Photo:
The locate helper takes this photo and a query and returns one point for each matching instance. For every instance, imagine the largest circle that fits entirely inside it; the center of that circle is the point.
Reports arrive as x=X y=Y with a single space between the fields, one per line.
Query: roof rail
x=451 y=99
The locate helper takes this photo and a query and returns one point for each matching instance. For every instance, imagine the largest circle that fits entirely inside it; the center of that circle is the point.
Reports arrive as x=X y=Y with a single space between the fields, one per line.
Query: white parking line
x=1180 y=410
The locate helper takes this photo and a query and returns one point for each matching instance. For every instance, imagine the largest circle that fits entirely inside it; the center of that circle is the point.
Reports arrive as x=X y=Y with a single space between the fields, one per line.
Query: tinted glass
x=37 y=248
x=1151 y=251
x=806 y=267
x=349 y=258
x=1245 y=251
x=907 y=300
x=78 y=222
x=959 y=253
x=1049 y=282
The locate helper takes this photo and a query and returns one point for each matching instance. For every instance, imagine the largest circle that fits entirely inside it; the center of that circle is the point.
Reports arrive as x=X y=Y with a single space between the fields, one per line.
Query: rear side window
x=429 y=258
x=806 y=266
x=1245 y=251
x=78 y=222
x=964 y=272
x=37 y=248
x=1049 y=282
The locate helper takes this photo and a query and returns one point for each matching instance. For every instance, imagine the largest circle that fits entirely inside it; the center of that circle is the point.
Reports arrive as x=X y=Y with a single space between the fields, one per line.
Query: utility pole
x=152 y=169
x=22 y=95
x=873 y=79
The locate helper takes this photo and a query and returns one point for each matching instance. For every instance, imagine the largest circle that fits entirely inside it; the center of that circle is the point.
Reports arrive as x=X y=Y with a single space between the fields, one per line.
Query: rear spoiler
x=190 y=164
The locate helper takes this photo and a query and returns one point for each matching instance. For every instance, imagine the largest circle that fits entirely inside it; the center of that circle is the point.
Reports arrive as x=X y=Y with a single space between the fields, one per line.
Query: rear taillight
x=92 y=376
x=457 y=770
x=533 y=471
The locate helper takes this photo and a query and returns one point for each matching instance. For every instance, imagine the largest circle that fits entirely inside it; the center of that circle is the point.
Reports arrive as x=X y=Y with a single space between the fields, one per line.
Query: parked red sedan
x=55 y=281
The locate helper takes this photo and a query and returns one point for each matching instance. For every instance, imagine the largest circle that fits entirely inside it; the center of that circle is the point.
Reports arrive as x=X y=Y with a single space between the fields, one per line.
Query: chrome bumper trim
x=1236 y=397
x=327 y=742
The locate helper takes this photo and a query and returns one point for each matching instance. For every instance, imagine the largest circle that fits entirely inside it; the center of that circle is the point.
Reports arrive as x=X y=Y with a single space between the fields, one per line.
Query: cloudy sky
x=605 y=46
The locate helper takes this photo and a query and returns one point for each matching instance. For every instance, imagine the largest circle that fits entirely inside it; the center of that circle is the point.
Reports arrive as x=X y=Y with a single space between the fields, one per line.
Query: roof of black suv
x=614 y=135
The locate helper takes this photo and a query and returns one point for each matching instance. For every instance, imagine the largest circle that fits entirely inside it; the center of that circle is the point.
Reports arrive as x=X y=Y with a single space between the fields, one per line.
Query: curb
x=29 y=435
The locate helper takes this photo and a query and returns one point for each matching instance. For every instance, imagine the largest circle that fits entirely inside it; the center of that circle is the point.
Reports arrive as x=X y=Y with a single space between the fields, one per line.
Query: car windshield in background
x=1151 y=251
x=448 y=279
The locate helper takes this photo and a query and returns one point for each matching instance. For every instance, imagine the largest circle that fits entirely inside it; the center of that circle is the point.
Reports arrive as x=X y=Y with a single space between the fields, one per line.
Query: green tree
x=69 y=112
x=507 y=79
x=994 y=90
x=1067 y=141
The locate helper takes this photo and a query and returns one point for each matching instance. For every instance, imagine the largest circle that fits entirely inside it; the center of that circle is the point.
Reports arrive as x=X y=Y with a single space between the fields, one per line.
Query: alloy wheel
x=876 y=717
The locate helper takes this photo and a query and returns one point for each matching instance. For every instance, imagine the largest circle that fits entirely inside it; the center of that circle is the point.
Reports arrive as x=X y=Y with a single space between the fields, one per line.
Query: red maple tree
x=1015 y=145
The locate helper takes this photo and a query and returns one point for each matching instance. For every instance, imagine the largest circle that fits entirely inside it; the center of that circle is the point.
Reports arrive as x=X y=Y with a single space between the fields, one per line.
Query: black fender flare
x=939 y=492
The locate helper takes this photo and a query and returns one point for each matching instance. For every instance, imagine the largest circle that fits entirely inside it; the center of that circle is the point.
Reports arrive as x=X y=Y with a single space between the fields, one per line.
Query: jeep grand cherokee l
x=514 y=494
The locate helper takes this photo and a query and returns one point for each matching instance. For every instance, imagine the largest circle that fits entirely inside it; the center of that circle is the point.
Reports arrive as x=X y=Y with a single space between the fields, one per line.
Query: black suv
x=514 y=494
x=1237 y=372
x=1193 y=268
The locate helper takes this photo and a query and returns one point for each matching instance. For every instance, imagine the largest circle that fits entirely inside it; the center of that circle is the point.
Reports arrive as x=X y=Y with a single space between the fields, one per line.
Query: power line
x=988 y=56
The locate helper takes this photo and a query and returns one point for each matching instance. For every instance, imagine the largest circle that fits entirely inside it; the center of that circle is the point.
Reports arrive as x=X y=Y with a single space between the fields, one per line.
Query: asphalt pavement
================================
WHAT IS EXPECTED:
The reply must repeat all of the records precisely.

WRITTEN REPLY:
Photo:
The locate helper takes this photo and a query and returns one point for each matching instance. For every instance, imagine the largest circle that fits entirely inside it; the center of that circle is the point.
Reports arrive as x=X y=Y with a single space between the fields, one per line.
Query: roof rail
x=451 y=99
The locate helper takes this photo and a query and returns one point for each matching instance. For every instance, imagine the largest circle that fits entirely inside it; the center of that circle is the point.
Reports arrive as x=X y=Y with a single space between the fields, one per line.
Query: white parking line
x=1180 y=410
The locate helper takes this photo and a query and returns one point for each matching instance. For every instance, imagine the largest circle that fits entirely inside it; the center of that circle is the point.
Reports arrive as x=X y=Y with a single space between the fields, one per line.
Query: tinted glass
x=37 y=248
x=1151 y=251
x=806 y=267
x=349 y=258
x=1245 y=251
x=907 y=300
x=78 y=222
x=959 y=253
x=1049 y=282
The locate helper takes this photo and a query and returns one point for each matching instance. For every instance, imagine the largest circle that fits entirely inside it; the center of that circle is the point.
Reports arrive as x=X y=Y with a single space between the fields, one per line.
Query: rear side window
x=429 y=258
x=806 y=266
x=1245 y=251
x=78 y=222
x=964 y=272
x=37 y=248
x=1049 y=282
The locate helper takes this photo and a query and returns one point for each matching instance. For every instance, imagine the largest circle that fits entirely inside it; the center of that circle is the point.
Reports arrive as x=X y=Y with a single space between the fields, one per line.
Query: utility pole
x=152 y=169
x=22 y=95
x=873 y=79
The locate helper takes this photo and a query and returns one point for each matching instance. For every instance, imagine the largest circle that fits entirely inside it; the center of that circle is the point.
Reports arrive as x=X y=Y with a single space between the fields, one per line.
Query: rear spoiler
x=190 y=164
The locate helper takes this photo and a query and returns one point for each matching instance. For every instance, imagine the largest circle that fits entirely inside it; the center of that circle is the point.
Reports arrive as x=X y=Y with a single space between the fields, one per line.
Query: rear taillight
x=92 y=376
x=457 y=770
x=533 y=471
The locate helper takes this photo and a query and returns one point for each matching instance. For every instance, imagine the largest circle that fits entirely inside it; the center of that circle is the point.
Reports arrive as x=X y=Y with a single space between the fields, one per line.
Query: parked red sedan
x=55 y=281
The locate helper takes this photo and a query and returns one point for each matching instance. For every instance, imagine the largest circle that fits entirely inside it; the center of that circle is the point.
Reports arrive as x=X y=Y with a single space between the fields, one per line.
Query: chrome bumper trim
x=1236 y=397
x=327 y=742
The locate helper takes this photo and a query and returns one point for each matching instance. For every instance, imagine the largest circle that fits entirely inside it; the center of that circle is the point.
Reports arrive as x=X y=Y with a single space between the fields, one per line.
Query: cloudy sky
x=605 y=46
The locate helper takes this photo and a query and returns one point for each matching instance. For every instance, imagine the largest circle that fits entirely inside it; the center of that circle is the point.
Reports arrive as x=X y=Y with a single space between the fields, one per line.
Query: roof of black suv
x=614 y=135
The locate helper takes this photo and a query and returns one point for each matching instance. For every instance, imagine the largest circle that fits entirely inside it; the center of that circle is the point.
Reports arrive as x=X y=Y with a single space between the fields, one per line.
Query: curb
x=29 y=435
The locate helper takes this photo and a query and returns one point for each matching instance. For every instance, imagine the largest circle that fits entirely inside it; the center of that circle is the point.
Reports arrive as x=X y=Y with a single space between the fields, one per line.
Query: car windshield in background
x=1151 y=251
x=448 y=279
The locate helper takes this photo and a query and returns one point for each matching instance. For every instance, imagine the largest circle that fits entirely inside it; the center of that circle is the point.
Reports arrive as x=X y=Y with a single space between the fields, one per line.
Query: green tree
x=69 y=112
x=507 y=79
x=994 y=90
x=1067 y=141
The locate helper takes this photo and a query and returns one point for each matching instance. For every instance, imagine the largest circle that fits entirely inside it; the center of that circle is the point.
Reports arrive as x=X y=Y with a single space between the fields, one per line.
Query: alloy wheel
x=876 y=717
The locate helper takes this photo and a query and returns one point for each matching instance. For every instance, imagine the largest circle that fits entirely inside it; the center of that circle is the point.
Reports arrive as x=X y=Y with a single space between the fields, one per line.
Query: red maple tree
x=1015 y=145
The locate helper takes this photo and a query and returns one point for each matching instance. For every instance, imagine the largest circle that fits entirely inside it; the center of that circle is the point.
Reports arrive as x=X y=Y with a single space between the fields, one per line.
Query: black fender flare
x=939 y=492
The locate helper takes this photo and a query and returns one point for each matching instance. For every instance, imagine the largest circle that fits entirely inside it; the center of that circle is the point.
Reports arrive as x=X y=Y with a single space between the fields, one per line.
Query: jeep grand cherokee l
x=514 y=494
The locate helper takes this photo and a query and returns one point for each matching instance. For every instance, imagine the largest circle that fits entirely inside it; the center of that circle is the point.
Reports arrive as x=X y=Y with a single space between the fields, one per line.
Query: black suv
x=514 y=494
x=1237 y=372
x=1193 y=268
The locate helper takes this photo and a query and returns one point for each matching instance. For every instance, imagine the largest circle that fits entirely inside it; the center of that circle is the point.
Reports arrive as x=X y=Y with a single space between the fields, one per line.
Query: power line
x=988 y=56
The locate helper takes this photo and a query and returns one point for each matching instance. For every instance, imagine the largest circle that fits entirely inside it; the center of that circle is the point.
Reports arrive as x=X y=Y with a single space between the fields, one per line.
Query: asphalt pavement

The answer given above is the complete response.